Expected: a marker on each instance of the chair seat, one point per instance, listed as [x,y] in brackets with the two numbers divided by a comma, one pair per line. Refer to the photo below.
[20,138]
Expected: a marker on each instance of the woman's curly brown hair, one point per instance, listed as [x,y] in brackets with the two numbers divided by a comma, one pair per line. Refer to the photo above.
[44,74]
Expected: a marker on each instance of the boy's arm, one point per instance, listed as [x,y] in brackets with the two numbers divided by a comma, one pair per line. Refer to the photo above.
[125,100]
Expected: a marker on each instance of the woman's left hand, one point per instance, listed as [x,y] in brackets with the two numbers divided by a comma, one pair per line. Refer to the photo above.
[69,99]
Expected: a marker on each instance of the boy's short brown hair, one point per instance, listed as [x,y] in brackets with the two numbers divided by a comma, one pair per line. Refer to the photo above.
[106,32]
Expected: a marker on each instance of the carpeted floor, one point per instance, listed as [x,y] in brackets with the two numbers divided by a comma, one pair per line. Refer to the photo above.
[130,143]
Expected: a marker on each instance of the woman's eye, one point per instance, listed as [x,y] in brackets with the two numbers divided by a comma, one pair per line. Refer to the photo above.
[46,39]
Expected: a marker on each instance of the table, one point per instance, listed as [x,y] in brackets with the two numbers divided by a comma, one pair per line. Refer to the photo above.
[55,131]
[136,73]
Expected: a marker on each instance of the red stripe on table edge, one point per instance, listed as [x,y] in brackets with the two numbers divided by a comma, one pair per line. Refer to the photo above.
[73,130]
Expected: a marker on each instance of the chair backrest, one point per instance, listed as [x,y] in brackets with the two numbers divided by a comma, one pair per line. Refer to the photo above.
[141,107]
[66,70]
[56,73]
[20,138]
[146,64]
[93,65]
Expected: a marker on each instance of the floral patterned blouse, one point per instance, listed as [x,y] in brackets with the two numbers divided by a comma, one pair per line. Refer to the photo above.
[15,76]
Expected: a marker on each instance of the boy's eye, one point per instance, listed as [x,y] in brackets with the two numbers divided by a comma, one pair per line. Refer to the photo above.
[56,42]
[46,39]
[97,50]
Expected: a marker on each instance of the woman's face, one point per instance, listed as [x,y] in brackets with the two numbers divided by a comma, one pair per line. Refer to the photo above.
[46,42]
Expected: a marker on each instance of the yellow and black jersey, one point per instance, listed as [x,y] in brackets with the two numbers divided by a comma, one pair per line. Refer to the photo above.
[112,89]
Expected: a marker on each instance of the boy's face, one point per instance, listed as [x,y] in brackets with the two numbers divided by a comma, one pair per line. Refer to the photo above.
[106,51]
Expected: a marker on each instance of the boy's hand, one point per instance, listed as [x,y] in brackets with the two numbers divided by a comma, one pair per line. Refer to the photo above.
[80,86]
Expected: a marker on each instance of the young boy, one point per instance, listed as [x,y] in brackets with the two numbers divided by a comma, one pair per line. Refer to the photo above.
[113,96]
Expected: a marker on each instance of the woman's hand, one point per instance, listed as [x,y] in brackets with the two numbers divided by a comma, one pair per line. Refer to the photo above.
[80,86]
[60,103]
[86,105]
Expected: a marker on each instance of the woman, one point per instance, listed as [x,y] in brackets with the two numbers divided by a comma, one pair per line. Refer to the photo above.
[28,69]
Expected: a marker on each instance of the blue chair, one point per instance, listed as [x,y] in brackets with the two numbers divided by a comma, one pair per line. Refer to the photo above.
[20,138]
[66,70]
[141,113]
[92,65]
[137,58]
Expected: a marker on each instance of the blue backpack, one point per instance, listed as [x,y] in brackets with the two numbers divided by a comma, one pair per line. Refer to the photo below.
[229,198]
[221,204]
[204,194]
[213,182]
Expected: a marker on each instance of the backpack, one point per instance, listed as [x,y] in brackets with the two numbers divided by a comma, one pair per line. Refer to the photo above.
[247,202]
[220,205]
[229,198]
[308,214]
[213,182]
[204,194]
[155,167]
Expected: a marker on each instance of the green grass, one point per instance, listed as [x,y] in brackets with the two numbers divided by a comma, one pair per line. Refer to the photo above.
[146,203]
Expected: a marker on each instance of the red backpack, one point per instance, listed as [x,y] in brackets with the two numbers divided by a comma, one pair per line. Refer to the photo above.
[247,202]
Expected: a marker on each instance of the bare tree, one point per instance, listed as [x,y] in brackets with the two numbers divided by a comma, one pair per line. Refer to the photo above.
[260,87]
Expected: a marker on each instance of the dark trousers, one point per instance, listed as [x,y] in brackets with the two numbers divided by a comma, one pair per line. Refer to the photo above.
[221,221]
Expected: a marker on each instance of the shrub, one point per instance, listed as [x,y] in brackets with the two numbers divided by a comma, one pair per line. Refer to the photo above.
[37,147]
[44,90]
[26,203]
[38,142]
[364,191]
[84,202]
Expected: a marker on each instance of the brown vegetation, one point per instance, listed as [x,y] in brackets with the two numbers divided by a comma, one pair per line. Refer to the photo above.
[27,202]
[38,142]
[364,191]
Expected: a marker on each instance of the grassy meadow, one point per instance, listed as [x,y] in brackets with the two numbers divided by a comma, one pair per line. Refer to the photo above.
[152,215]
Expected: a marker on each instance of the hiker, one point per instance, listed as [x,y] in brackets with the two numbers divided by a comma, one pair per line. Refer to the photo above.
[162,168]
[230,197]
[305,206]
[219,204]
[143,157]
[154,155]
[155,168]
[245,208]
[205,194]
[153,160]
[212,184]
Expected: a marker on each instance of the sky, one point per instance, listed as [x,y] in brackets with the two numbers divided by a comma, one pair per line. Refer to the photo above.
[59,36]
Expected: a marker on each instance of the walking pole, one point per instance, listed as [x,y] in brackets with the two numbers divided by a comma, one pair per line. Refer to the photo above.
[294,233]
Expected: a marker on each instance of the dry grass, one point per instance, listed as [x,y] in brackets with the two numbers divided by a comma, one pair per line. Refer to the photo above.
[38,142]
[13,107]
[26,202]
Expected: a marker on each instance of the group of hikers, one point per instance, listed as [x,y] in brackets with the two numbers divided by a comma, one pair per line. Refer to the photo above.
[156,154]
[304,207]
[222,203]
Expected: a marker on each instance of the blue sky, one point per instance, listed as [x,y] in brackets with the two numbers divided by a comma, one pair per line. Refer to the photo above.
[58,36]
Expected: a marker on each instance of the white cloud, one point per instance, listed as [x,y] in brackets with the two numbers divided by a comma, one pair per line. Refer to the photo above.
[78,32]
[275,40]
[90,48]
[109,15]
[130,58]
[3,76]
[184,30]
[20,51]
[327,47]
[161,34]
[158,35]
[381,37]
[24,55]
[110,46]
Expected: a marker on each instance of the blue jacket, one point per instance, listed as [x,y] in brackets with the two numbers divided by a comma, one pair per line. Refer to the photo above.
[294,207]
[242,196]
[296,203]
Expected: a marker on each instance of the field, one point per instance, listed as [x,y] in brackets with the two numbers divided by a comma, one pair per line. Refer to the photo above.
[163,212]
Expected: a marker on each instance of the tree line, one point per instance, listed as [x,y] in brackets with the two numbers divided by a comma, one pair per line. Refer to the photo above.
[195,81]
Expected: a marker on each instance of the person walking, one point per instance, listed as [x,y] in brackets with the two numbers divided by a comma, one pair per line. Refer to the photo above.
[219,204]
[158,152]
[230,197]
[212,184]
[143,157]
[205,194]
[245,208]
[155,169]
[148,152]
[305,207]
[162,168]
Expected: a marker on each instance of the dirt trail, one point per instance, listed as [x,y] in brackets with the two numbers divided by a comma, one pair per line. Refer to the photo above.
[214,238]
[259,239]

================================

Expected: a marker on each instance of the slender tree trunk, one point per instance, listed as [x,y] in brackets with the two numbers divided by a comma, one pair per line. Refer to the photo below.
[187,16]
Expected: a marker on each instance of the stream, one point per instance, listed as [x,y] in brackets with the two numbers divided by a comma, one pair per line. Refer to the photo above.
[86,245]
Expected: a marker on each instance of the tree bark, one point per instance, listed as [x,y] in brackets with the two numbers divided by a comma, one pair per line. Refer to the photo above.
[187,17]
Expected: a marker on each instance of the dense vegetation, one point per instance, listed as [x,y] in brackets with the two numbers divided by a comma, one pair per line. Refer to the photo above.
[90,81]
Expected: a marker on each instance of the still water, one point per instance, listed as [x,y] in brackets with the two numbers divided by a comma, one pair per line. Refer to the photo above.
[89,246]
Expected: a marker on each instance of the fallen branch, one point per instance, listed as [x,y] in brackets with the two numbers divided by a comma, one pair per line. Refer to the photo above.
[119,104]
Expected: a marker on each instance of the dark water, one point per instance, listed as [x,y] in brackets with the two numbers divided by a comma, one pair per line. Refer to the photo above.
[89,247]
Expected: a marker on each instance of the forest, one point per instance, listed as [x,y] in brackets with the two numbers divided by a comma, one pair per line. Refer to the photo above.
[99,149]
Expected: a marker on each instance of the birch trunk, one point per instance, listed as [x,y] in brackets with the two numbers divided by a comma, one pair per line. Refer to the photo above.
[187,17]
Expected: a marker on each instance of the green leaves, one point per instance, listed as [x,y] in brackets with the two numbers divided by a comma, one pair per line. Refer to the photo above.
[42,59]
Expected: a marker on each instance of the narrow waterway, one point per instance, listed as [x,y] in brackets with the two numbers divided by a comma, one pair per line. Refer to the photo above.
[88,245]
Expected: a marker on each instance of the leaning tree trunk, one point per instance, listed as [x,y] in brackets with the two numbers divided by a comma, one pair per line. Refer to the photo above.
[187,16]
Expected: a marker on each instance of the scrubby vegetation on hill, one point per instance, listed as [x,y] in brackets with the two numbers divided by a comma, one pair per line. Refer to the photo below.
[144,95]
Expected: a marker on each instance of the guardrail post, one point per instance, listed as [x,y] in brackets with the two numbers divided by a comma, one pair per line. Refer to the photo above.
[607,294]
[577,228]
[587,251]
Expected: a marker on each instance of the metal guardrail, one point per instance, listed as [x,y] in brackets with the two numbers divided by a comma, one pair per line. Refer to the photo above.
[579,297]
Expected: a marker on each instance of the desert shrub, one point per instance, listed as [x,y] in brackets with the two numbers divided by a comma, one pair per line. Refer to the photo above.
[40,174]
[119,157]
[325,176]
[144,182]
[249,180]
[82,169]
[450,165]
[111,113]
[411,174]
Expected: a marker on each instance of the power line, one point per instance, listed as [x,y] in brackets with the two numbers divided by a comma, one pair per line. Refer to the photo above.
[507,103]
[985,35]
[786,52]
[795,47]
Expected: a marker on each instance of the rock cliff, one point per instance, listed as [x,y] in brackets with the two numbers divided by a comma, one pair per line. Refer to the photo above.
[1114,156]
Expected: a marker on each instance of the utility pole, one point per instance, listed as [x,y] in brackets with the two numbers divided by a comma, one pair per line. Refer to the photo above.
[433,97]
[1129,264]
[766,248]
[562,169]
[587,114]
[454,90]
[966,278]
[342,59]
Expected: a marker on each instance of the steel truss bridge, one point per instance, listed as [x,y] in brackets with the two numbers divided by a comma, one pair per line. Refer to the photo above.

================================

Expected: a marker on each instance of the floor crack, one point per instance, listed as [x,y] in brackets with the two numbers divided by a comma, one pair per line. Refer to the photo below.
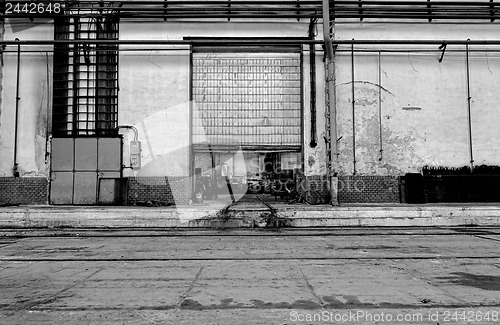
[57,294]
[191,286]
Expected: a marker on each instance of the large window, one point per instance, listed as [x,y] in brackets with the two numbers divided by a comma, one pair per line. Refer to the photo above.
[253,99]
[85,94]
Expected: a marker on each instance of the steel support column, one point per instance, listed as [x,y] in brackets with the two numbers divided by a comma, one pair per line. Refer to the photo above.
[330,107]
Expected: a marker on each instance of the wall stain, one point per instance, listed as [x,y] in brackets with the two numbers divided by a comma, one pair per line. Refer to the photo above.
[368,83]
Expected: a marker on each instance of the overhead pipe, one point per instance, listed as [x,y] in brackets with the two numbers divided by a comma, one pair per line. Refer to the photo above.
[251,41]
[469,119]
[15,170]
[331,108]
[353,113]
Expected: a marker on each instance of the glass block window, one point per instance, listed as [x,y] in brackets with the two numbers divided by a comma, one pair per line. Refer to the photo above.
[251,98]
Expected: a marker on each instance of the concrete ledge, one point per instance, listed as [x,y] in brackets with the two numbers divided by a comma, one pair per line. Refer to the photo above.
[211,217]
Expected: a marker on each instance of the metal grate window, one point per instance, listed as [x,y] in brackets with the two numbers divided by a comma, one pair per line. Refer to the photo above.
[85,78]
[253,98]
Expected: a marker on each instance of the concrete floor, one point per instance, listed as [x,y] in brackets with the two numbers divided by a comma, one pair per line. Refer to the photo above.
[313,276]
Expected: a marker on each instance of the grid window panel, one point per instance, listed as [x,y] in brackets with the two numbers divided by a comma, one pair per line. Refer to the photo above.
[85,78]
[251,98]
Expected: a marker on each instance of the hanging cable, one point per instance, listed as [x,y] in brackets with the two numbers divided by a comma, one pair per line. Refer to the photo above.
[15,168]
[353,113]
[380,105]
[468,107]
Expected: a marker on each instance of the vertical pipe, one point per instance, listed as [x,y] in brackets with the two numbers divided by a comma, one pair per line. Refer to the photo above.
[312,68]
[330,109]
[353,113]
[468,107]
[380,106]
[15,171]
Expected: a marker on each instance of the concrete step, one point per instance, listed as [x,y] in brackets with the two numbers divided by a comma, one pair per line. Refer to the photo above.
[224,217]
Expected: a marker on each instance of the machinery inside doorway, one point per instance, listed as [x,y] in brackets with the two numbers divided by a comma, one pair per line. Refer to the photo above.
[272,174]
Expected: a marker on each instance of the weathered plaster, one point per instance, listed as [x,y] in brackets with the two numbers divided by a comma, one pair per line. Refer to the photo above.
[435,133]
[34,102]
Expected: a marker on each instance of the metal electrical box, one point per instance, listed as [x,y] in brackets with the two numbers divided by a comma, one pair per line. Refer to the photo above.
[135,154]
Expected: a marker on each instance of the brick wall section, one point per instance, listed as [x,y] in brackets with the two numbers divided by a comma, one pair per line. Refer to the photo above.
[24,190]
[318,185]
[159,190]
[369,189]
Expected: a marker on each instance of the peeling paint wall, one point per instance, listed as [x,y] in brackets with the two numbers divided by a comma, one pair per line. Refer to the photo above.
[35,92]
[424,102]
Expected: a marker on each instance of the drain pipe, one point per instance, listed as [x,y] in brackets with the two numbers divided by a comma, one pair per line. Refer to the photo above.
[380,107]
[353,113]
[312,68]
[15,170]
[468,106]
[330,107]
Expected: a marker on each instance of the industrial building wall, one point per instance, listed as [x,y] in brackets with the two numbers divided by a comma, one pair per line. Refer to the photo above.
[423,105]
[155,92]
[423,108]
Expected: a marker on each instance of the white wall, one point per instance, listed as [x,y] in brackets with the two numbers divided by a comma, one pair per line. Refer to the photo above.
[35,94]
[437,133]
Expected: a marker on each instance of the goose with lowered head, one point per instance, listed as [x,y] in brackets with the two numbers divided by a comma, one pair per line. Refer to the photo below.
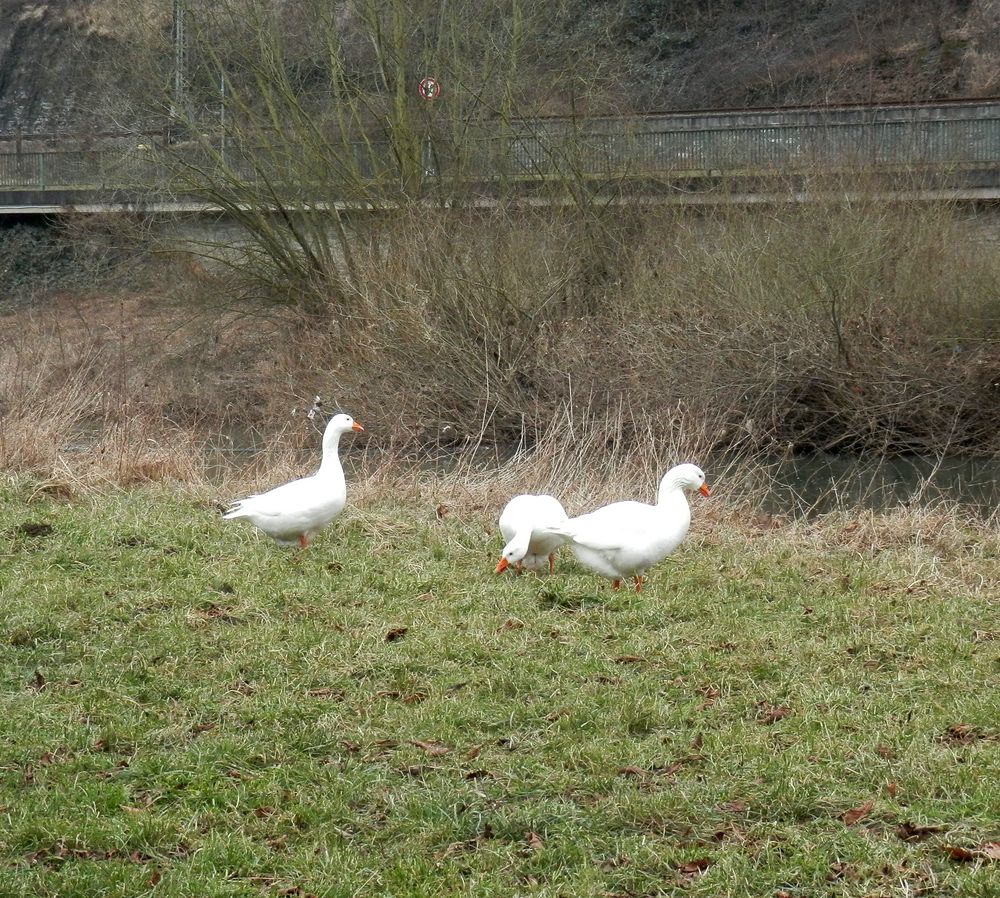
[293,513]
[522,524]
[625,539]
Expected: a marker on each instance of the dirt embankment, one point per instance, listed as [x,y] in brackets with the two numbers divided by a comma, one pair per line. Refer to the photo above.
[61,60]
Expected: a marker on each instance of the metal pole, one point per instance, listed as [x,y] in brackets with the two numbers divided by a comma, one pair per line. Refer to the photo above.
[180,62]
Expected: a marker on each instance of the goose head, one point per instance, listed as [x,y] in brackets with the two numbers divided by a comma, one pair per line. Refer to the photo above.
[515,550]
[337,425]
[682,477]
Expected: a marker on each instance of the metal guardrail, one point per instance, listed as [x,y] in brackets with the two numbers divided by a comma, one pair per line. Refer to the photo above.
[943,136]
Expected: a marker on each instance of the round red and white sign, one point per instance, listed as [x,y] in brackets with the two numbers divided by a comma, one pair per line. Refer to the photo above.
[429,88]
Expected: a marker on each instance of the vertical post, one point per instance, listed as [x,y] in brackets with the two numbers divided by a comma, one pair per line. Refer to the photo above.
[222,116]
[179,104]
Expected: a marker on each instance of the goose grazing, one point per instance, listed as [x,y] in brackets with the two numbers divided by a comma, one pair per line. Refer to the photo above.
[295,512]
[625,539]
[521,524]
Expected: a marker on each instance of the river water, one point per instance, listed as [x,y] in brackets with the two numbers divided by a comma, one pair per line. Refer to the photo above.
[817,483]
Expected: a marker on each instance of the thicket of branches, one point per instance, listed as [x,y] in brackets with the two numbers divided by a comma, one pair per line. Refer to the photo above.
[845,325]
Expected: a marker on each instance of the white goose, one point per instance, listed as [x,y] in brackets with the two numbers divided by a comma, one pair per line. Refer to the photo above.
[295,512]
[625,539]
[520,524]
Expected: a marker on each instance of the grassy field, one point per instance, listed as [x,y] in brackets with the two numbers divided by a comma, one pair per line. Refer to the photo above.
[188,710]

================================

Find each line in the items above that contains the word "brown" and copy those lines in full.

### Completed exercise
Expected: a marker on each instance of the woman's curly brown hair, one point per instance, listed as [x,y] in brackets with the two numbers divided by a comma, one pair per line. Refer to the photo above.
Expected: a marker on each instance of the boy's short brown hair, one point per instance, listed as [x,y] in brackets with the two numbers divided by a comma, one pair per line. Refer to the photo above.
Expected: a marker on each instance of the brown vegetation, one point per instance, listed as [x,y] in brackets with the two numbers divided by a comma, one pair per line. Refer to the photo above.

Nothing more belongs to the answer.